## What you will do:
(1) Below are a forum discussion about First Nations school funding and a set of lines. Decide whether each statement agrees with the discussion, answering yes or no and quoting the words that settle it: (a) The suggested paragraph treats $6,400 and $9,450 as equal amounts. (b) One post says there is currently no recourse if a band chief and council shut down a school. (c) One post holds that money alone, without reform, will change things.
(2) Extend the forum discussion about First Nations school funding, picking up after its final post.

Reads good......if I may point out one thing though, maybe find a way to re-highlight the finincial inequality per student as that is the one thing that made me go hmmm.......

And the reason I say that is, [and I don't mean this to read as bad as I know it does but things are hard to convey on the internet,] is that the public quickly tunes out the "whine" part and needs a small fact they can relate and hold onto.
 
"Equity in education is a right that is taken for granted across Canada, yet it is a fallacy in First Nations communities - $6,400 does not equal $9,450.   That is 3,000 dollars worth of inequality for every kindergarten through grade 12 student in the system every year"

Hows that?
 
Mix that in with the last paragraph and I'm good.
Bruce
 
You have not provided any other solution than spending money.  Although the discrepancy is painfully obvious, it isn't a solution.  My first question when I read the comparison was to ask how much money was spent on a urban child in Manitoba simply because Ottawa may spend more than Winnipeg.  You might focus on the fact that the DND has a separate act that focuses on childhood education for dependents whilst the care for Native Canadians is wrapped up in an omnibus bill which covers everything from land allocations to tax rights and for all I know whether Pepsi or Coke machines are allowed in a store.  I suggest providing readers with a place/plan to spend the money more wisely and not just a feel good throw money at the problem and it will disappear.
 
Accountability acts are one of the major solutions in my opinion.  Currently there is no recourse if a band chief and council decides to shut down the school for whatever reason, or fire teachers for no reason. 
 
UberCree said:
Accountability acts are one of the major solutions in my opinion.  Currently there is no recourse if a band chief and council decides to shut down the school for whatever reason, or fire teachers for no reason. 

That is something that needs to be rectified first. No sense putting more money into a system where it will be wasted. Money will not change anything if not accompanied by reform.
 
I think you have a good point, and that you have argued it well - but I also agree with later comments regarding accountability of Chiefs/Band Councils.

## Data shown:
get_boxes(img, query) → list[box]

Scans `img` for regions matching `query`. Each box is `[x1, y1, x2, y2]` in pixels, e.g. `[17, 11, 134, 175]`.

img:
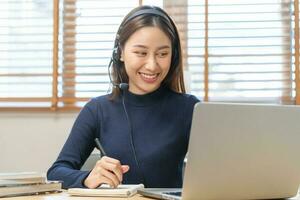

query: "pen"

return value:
[95, 138, 106, 157]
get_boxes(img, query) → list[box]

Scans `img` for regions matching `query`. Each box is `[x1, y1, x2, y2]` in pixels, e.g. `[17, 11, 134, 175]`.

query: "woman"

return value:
[47, 6, 198, 188]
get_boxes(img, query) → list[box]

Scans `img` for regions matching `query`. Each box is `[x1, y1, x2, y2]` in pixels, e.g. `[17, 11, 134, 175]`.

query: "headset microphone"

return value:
[118, 83, 129, 91]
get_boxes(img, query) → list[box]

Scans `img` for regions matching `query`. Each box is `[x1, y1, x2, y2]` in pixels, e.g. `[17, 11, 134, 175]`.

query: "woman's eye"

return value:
[157, 52, 169, 58]
[134, 51, 147, 57]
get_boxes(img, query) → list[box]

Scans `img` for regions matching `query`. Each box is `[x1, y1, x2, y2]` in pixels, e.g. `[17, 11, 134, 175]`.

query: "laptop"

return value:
[138, 103, 300, 200]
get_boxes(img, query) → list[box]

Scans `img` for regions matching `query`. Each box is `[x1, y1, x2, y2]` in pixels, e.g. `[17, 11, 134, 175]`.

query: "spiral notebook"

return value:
[68, 184, 144, 197]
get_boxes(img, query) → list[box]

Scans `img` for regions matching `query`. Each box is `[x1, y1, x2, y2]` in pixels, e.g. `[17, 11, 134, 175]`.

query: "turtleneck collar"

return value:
[124, 86, 168, 106]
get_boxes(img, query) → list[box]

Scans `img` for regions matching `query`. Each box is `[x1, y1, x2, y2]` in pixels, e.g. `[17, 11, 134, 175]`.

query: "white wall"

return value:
[0, 112, 78, 173]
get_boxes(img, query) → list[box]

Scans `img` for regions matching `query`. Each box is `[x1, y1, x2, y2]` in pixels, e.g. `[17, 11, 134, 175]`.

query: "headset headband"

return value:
[122, 8, 170, 26]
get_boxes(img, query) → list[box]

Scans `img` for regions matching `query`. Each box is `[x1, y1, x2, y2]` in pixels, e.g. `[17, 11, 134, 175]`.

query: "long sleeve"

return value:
[47, 102, 97, 188]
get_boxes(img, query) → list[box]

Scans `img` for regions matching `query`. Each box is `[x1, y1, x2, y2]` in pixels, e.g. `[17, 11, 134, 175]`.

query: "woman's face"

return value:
[121, 27, 172, 95]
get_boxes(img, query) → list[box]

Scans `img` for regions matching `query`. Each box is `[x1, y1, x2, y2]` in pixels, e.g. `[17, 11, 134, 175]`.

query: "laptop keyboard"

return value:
[164, 192, 181, 197]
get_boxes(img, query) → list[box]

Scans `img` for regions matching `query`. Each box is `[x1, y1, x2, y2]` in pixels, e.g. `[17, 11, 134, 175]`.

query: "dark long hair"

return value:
[109, 6, 185, 99]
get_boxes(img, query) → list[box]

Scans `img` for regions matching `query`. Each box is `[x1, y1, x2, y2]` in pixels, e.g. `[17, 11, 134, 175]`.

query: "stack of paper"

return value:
[68, 184, 144, 197]
[0, 172, 61, 197]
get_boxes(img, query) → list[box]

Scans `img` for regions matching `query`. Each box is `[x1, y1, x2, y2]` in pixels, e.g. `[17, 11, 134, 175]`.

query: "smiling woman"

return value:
[121, 27, 172, 94]
[47, 6, 199, 188]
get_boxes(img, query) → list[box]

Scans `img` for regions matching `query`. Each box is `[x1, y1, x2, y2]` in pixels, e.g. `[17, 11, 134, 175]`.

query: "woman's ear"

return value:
[120, 49, 124, 62]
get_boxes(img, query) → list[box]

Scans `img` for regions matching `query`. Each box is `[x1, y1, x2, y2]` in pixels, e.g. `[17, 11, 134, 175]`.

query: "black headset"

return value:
[108, 7, 180, 188]
[108, 6, 180, 90]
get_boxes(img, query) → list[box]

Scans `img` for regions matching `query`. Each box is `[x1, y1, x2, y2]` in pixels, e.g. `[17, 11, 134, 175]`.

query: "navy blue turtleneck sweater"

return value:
[47, 87, 198, 188]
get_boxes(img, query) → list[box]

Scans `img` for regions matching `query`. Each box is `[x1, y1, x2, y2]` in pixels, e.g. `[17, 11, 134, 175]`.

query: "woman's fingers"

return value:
[102, 156, 123, 182]
[121, 165, 129, 174]
[84, 156, 129, 188]
[100, 168, 120, 188]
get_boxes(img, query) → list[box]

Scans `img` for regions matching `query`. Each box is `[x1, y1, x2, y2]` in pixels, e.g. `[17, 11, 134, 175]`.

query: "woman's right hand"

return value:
[84, 156, 129, 188]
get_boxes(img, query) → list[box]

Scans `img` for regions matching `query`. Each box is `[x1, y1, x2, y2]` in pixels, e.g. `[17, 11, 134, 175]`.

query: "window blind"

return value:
[189, 0, 295, 104]
[0, 0, 53, 107]
[58, 0, 139, 107]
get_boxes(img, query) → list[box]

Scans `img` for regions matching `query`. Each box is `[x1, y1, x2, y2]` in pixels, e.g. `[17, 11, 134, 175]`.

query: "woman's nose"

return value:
[145, 55, 158, 71]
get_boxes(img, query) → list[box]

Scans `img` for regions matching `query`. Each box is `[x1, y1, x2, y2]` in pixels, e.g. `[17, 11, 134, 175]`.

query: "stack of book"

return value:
[0, 172, 61, 197]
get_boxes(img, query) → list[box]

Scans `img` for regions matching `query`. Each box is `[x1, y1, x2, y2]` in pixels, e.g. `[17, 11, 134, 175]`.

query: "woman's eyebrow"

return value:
[133, 44, 171, 50]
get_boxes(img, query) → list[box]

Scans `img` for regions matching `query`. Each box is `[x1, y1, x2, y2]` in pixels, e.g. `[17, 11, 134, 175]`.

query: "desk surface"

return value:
[0, 192, 150, 200]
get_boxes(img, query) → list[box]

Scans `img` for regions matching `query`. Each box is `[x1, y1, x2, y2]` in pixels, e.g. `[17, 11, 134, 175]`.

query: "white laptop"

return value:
[139, 103, 300, 200]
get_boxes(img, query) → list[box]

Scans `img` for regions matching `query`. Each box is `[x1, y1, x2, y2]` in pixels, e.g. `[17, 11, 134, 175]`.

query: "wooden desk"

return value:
[0, 192, 151, 200]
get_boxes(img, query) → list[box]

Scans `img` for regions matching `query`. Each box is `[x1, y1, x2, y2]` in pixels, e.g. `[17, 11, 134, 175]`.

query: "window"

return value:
[0, 0, 300, 110]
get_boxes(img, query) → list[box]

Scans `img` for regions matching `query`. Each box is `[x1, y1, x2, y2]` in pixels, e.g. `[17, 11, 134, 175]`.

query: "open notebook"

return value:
[68, 184, 144, 197]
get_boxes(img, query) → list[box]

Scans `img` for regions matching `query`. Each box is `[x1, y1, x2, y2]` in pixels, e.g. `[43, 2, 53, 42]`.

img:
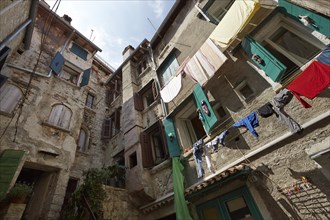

## Answers to each task:
(1)
(a) No: "$6,400 does not equal $9,450."
(b) Yes: "Currently there is no recourse if a band chief and council decides to shut down the school for whatever reason"
(c) No: "Money will not change anything if not accompanied by reform."

(2)
I agree with Cdn Aviator - the Chiefs/Band Council problem needs to be fixed BEFORE the (sorely needed) money is applied to the educational problem - otherwise it's just wasted.
 
I am in agreement; just advocating more money will not fix the mess. Look how well that solution works for Canadian health care or higher education for example.

Since your issue is the lack of accountability in how resources are allocated, then the thrust of your editorial should be how to increase accountability. Canadian experiments like the growth of Parental Charter Schools in Alberta, or US experiments with school vouchers show two possible ways ahead.

Of course the real problem is resources flow from the Canadian government through a byzantine bureaucracy then into the band leadership, where accountability disappears. Bypass the bureaucrats and bands, send the funds directly to band members then they do have the resources and ability to make choices.

http://network.nationalpost.com/np/blogs/fullcomment/archive/2008/02/01/daniel-goldbloom-on-rethinking-the-reserve-jean-allard-s-big-bear-solution.aspx

Daniel Goldbloom on Rethinking the Reserve: Jean Allard's Big Bear solution
Posted: February 01, 2008, 3:22 PM by Dan Goldbloom
Daniel Goldbloom

When you listen to Jean Allard talk about his solution to native poverty and powerlessness, it's hard to believe that no one else has thought of it. Highly critical of what he calls the "Indian Industry," Allard argues that the agreement between unaccountable chiefs and band councils, and the department of Indian Affairs is keeping Canada's natives locked in a bleak cycle. His radical answer? A provision from a 19th century treaty signed by Cree Chief Big Bear — a promise to pay each Indian $5 per year. Allard's only caveats: skip the chiefs and pay the people directly. Oh, and account for inflation.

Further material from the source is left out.